__STATED PROBLEM A__.
Find every line in the rows below that contains the string "segment", matching case, and copy each of those lines.

__SOURCE PASSAGE__.
All in what u like except for a slick treeing   walker dawg.


----------



## all ticked up (Feb 25, 2010)

.....Is What I Like said:


> As I sit back and read many of these posts, and have posted on some topics before. I often wonder what is all the big fuss about dogs? There are some die hard fans of BLUE DOGS on this forum. So my question is to you guys.  WHAT QUALITIES MAKE THE BLUE DOG SUPERIOR TO A WALKER AND EVERY OTHER BREED??? I am sure everyone is wanting to hear from you experts on this subject matter so please let everyone on here know. Thanks for your time.



what is your is yours on why walkers are the superior


----------



## .....Is What I Like (Feb 25, 2010)

I never said walkers were surperior, i was just asking a question. and besides i have seen your blue dog go and tree them coons, i think 6 or 7 in two nites.


----------



## .....Is What I Like (Feb 25, 2010)

To mr. melson, why do you say all walkers are slick treeing idiots, if it is all in what you like, then what is that you like about the blueticks? I mean you can say that these walkers are slick treeing but what makes the blue dog better???

__SOURCE DATA__.

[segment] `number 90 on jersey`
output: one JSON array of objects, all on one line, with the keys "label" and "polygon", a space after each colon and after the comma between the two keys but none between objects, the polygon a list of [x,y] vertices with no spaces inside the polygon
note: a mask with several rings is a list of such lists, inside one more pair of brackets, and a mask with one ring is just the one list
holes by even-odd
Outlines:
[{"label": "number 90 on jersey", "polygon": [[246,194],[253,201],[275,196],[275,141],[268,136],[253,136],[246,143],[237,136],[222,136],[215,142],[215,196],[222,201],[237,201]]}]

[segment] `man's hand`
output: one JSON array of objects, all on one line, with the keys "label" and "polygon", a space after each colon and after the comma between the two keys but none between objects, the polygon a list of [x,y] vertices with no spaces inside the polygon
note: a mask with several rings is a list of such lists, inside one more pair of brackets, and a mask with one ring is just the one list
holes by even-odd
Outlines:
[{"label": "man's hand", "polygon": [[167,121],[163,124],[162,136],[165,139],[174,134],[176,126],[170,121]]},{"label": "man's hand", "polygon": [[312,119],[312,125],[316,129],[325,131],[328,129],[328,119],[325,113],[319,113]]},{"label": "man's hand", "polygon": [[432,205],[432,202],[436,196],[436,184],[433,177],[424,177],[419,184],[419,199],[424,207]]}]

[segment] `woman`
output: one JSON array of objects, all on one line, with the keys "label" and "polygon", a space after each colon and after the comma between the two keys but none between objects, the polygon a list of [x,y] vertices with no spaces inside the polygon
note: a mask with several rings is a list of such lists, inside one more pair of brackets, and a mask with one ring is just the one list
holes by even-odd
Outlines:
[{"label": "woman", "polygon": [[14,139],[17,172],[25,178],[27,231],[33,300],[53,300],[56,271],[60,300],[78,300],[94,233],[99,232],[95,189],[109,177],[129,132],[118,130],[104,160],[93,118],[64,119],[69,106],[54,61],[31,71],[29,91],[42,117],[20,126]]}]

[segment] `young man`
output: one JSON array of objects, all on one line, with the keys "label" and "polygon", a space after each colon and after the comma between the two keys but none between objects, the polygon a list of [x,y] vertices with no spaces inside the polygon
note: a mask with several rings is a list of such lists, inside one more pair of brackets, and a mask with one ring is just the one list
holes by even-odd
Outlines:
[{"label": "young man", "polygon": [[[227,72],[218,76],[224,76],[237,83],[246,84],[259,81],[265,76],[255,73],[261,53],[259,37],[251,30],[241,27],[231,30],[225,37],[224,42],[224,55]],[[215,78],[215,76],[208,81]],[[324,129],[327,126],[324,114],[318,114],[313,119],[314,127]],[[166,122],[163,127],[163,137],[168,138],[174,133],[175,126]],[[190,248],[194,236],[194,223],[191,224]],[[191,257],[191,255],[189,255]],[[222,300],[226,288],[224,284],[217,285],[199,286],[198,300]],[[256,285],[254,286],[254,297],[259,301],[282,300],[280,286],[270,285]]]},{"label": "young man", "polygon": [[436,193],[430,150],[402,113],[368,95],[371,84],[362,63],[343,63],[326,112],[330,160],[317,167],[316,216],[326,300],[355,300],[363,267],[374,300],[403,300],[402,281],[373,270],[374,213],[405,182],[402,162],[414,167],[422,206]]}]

__STATED PROBLEM B__.
Reproduce the forum thread about blue dogs and walkers above in full, word for word.

__FINAL RESULT A__.
[segment] `number 90 on jersey`
[segment] `man's hand`
[segment] `woman`
[segment] `young man`

__FINAL RESULT B__.
All in what u like except for a slick treeing   walker dawg.


----------



## all ticked up (Feb 25, 2010)

.....Is What I Like said:


> As I sit back and read many of these posts, and have posted on some topics before. I often wonder what is all the big fuss about dogs? There are some die hard fans of BLUE DOGS on this forum. So my question is to you guys.  WHAT QUALITIES MAKE THE BLUE DOG SUPERIOR TO A WALKER AND EVERY OTHER BREED??? I am sure everyone is wanting to hear from you experts on this subject matter so please let everyone on here know. Thanks for your time.



what is your is yours on why walkers are the superior


----------



## .....Is What I Like (Feb 25, 2010)

I never said walkers were surperior, i was just asking a question. and besides i have seen your blue dog go and tree them coons, i think 6 or 7 in two nites.


----------



## .....Is What I Like (Feb 25, 2010)

To mr. melson, why do you say all walkers are slick treeing idiots, if it is all in what you like, then what is that you like about the blueticks? I mean you can say that these walkers are slick treeing but what makes the blue dog better???